Фрагмент документа.
──────────────────────────────

Доклады, сделанные в парламенте от имени бюджетной комиссии Кавеньяком о военном бюджете и Пельтаном о морском, показывают, что административная путаница превосходит все, что только можно себе представить. В докладе Кавеньяка в числе многих аналогичных фактов имеется неправдоподобная и, однако, достоверная история батальонного командира, который, позволив себе заказать пару ботинок неустановленной формы, оказался должным 7 франков 80 сантимов государству, каковую сумму он, впрочем, был вполне готов заплатить. Чтобы узаконить платеж, понадобилось 3 письма военного министра, 1 письмо министра финансов, 15 писем, решений или отношений генералов, директоров, начальников отделений и пр., поставленных во главе разных административных учреж дений!
В одном докладе морской бюджетной комиссии замечается еще гораздо большая запутанность. Месячное жалованье простого лейтенанта флота состоит из 66 разных ассигнований, «снабженных длинным хвостом десятичных знаков». Чтобы получить в морской гавани «петлю для прикрепления паруса», т. е. кусок кожи, стоящий 10 сантимов, нужно заготовить специальный лист, на котором во всех концах порта должны быть собраны 6 разных подписей, после чего начинаются новые записи и внесения в новые книги. Для получения некоторых предметов нужна отчетность, требующая двухнедельной работы. Число описей, составляемых в некоторых бюро, определяется в 100 тысяч.

──────────────────────────────

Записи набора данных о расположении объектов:
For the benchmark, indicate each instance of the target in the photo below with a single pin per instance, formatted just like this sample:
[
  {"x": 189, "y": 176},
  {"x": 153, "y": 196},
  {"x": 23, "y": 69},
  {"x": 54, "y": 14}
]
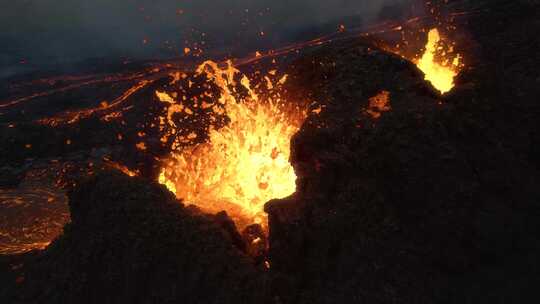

──────────────────────────────

Набор заданий.
1. Ответьте на вопросы по тексту об административной путанице:
(a) Какую сумму оказался должен государству батальонный командир, заказавший пару ботинок неустановленной формы?
(b) Из скольких разных ассигнований состоит месячное жалованье простого лейтенанта флота?
(c) Сколько разных подписей нужно собрать в порту, чтобы получить «петлю для прикрепления паруса»?
2. Продолжите текст об административной путанице с того места, где он обрывается.

Ответы к заданиям.
1.
(a) 7 франков 80 сантимов.
(b) Из 66 ассигнований.
(c) 6 подписей.

2.
На судах путаница не меньшая: бюрократический порядок снабжения там изумительный. «Мы там нашли, — говорит докладчик, — вместе с 33 томами правил, излагающих подробности административной жизни на корабле, перечисление 230 различных типов реестров, книг, тетрадей, ежедневных и месячных ведомостей, удостоверений, квитанций, брошюрок, отдельных листков и прочее». В этом лабиринте цифр несчастные служащие совершенно теряются. Подавленные своей ужасной работой, они кончают тем, что пишут совершенно наобум. «Сотни служащих заняты исключительно счетом, переписыванием, списыванием бесчисленных реестров, переносом на бесчисленные бланки, делением, сложением и отправкой министру цифр, не имеющих никакого реального значения и не отвечающих фактическому положению; они были бы, вероятно, ближе к истине, если бы были просто выдуманы».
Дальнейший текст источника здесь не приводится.